STATED PROBLEM -
Count the lines in the rows below that contain the string "side", and give only the number.

--- Start STORED ROWS ---

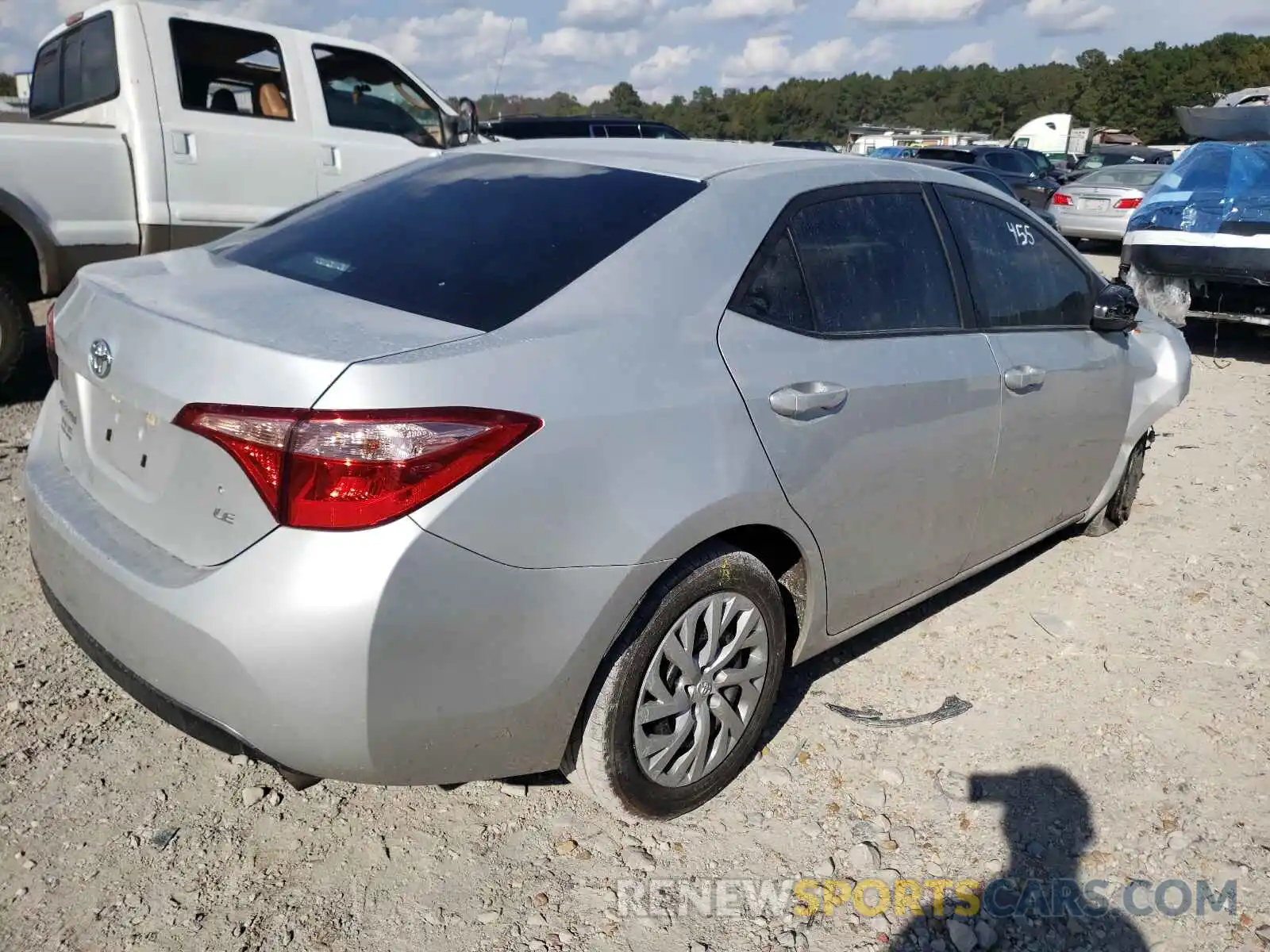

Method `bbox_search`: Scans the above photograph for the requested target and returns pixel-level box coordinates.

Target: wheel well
[715,525,806,662]
[0,214,42,301]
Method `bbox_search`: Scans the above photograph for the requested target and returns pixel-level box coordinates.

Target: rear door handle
[767,381,847,416]
[1001,363,1045,393]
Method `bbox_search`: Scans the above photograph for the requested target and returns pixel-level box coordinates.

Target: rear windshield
[222,151,705,332]
[27,13,119,119]
[1081,163,1168,188]
[917,148,974,163]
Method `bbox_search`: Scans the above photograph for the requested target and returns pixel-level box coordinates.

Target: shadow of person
[889,766,1147,952]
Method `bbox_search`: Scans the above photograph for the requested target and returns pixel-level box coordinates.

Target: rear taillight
[175,404,542,529]
[44,305,57,379]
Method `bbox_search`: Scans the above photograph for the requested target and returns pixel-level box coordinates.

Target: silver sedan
[27,140,1190,817]
[1049,163,1168,241]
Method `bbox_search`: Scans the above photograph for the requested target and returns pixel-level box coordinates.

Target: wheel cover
[635,592,768,787]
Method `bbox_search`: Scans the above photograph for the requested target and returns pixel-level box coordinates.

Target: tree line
[467,33,1270,144]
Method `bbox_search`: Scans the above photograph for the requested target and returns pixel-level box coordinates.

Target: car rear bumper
[1049,205,1129,241]
[27,385,664,783]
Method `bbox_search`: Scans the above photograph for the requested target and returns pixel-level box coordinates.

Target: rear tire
[1084,433,1154,537]
[0,275,36,383]
[561,544,786,820]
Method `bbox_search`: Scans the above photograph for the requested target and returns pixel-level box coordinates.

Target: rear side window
[28,13,119,118]
[169,17,294,121]
[790,192,961,334]
[222,150,705,332]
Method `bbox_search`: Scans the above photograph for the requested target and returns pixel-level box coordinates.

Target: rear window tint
[27,13,119,118]
[222,152,705,332]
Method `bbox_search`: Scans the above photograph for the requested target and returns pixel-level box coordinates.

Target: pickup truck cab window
[28,13,119,119]
[314,46,444,148]
[169,17,294,121]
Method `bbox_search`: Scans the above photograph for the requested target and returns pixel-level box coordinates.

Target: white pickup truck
[0,0,480,382]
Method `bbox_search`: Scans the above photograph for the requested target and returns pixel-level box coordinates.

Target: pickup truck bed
[0,121,140,382]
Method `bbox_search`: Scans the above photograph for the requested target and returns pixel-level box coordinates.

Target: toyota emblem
[87,340,114,377]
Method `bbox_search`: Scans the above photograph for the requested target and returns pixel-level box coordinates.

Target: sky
[0,0,1270,103]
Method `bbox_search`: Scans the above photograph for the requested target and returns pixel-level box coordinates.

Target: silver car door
[938,186,1133,574]
[719,182,999,633]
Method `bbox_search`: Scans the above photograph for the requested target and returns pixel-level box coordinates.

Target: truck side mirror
[459,97,480,144]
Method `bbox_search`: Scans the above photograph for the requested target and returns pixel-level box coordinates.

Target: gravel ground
[0,290,1270,952]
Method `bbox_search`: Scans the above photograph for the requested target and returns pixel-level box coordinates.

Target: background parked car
[772,138,838,152]
[480,116,687,140]
[917,146,1059,211]
[0,0,478,383]
[1067,146,1173,182]
[1049,163,1168,241]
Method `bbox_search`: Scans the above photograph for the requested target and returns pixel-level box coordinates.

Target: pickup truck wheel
[0,277,36,383]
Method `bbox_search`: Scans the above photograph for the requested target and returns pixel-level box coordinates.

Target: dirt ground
[0,286,1270,952]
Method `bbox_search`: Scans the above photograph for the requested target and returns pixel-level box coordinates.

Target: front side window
[605,125,639,138]
[790,192,960,334]
[984,152,1037,175]
[945,195,1094,328]
[169,17,294,121]
[314,46,446,148]
[221,150,705,332]
[27,13,119,118]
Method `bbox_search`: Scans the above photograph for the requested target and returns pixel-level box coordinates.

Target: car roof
[462,138,918,182]
[485,116,665,125]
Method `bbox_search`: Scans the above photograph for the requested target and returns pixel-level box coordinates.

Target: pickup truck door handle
[767,381,847,416]
[171,132,194,163]
[1001,363,1045,393]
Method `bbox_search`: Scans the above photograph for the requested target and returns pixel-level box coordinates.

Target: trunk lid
[55,249,476,566]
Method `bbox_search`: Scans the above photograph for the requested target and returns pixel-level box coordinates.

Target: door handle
[767,381,847,416]
[1001,363,1045,393]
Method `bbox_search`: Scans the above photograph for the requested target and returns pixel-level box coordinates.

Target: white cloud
[560,0,664,29]
[538,27,640,62]
[722,33,893,86]
[1026,0,1115,33]
[667,0,806,24]
[851,0,988,24]
[631,43,706,85]
[944,40,995,66]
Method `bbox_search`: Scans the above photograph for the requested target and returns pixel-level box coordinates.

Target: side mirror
[1090,282,1138,334]
[459,97,479,142]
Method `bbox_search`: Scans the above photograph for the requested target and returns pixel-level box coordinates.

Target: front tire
[1084,433,1156,536]
[561,544,786,820]
[0,275,36,383]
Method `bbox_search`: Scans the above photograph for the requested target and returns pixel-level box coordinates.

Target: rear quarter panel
[0,122,140,255]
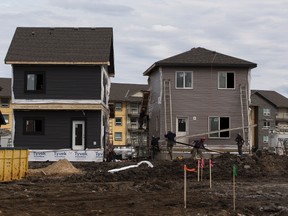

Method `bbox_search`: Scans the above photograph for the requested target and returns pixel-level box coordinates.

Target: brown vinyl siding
[13,65,101,100]
[159,67,248,144]
[251,94,277,149]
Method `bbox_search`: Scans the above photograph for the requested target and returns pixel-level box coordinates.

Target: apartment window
[263,121,270,128]
[3,114,9,124]
[115,102,122,111]
[218,72,235,89]
[263,135,269,143]
[263,108,270,116]
[24,118,44,135]
[1,98,10,108]
[209,117,230,138]
[114,132,122,141]
[25,72,45,92]
[176,71,192,89]
[115,117,122,126]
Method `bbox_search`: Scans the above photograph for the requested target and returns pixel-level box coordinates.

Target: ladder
[239,84,250,144]
[163,79,173,133]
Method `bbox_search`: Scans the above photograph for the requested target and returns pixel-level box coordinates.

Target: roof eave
[5,61,110,66]
[143,63,158,76]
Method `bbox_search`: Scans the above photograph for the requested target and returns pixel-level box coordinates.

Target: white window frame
[208,116,231,139]
[3,114,9,124]
[115,102,122,111]
[263,108,271,116]
[218,71,236,89]
[130,103,139,113]
[263,135,269,143]
[175,71,193,89]
[1,97,10,108]
[263,121,270,129]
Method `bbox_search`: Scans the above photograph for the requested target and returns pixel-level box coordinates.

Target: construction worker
[151,136,160,160]
[191,137,205,159]
[164,131,176,160]
[235,133,244,155]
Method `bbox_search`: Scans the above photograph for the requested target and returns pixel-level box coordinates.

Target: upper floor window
[24,118,44,135]
[1,98,10,108]
[218,72,235,89]
[25,72,45,92]
[263,135,269,143]
[263,108,270,116]
[209,117,230,138]
[263,121,270,128]
[115,102,122,111]
[176,71,192,89]
[114,132,122,141]
[3,114,9,124]
[115,117,122,126]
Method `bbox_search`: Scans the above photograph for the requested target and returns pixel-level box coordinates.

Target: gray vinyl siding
[155,67,248,144]
[14,110,102,149]
[251,94,277,149]
[13,65,101,100]
[149,68,164,138]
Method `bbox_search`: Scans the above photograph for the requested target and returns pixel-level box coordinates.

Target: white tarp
[28,149,104,162]
[108,161,153,173]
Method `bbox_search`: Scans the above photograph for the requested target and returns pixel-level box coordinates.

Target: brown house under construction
[144,47,257,155]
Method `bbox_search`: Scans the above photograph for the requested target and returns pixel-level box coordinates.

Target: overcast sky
[0,0,288,97]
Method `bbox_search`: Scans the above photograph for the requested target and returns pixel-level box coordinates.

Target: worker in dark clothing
[235,133,244,155]
[164,131,176,160]
[151,136,160,160]
[191,137,205,159]
[138,108,146,129]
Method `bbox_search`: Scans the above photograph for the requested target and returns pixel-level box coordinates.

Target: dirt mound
[28,159,82,176]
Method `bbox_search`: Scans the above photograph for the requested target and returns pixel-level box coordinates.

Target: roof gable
[144,47,257,75]
[251,90,288,108]
[0,78,11,97]
[110,83,148,101]
[5,27,114,73]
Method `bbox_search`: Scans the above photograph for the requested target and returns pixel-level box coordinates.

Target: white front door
[72,121,85,150]
[176,117,189,144]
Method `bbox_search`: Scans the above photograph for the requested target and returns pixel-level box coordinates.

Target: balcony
[276,113,288,121]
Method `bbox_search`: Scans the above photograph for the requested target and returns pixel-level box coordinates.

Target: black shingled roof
[5,27,114,74]
[251,90,288,108]
[144,47,257,75]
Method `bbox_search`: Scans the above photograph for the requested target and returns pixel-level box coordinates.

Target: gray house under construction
[144,47,257,155]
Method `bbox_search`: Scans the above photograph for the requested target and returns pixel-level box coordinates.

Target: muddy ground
[0,152,288,216]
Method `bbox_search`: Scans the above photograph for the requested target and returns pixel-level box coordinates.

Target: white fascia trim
[13,99,102,104]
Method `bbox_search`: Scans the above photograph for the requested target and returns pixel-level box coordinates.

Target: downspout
[247,69,252,153]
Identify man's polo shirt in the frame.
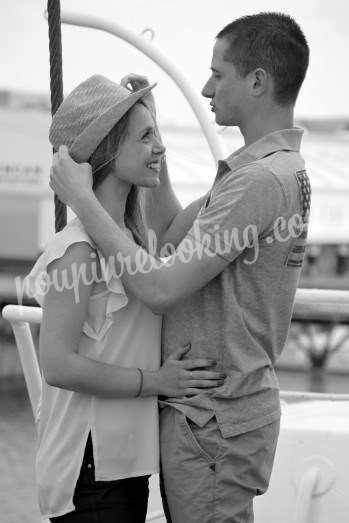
[162,128,310,437]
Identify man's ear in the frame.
[249,67,270,96]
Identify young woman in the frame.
[28,76,223,523]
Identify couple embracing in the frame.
[29,13,310,523]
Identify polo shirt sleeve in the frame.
[188,165,285,262]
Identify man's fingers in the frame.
[181,358,216,370]
[58,145,70,159]
[185,370,227,380]
[188,380,224,389]
[168,343,191,360]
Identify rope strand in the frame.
[47,0,67,232]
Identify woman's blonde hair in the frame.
[88,100,147,248]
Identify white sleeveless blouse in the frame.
[27,218,161,518]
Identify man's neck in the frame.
[240,107,294,146]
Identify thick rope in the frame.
[47,0,67,232]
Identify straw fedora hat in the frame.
[49,75,156,163]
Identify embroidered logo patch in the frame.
[286,170,311,267]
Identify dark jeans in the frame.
[50,435,149,523]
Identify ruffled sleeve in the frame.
[83,251,128,341]
[25,218,128,340]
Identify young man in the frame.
[51,9,310,523]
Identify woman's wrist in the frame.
[141,370,160,398]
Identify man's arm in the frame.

--- End STORED ROWS ---

TASK SOLUTION -
4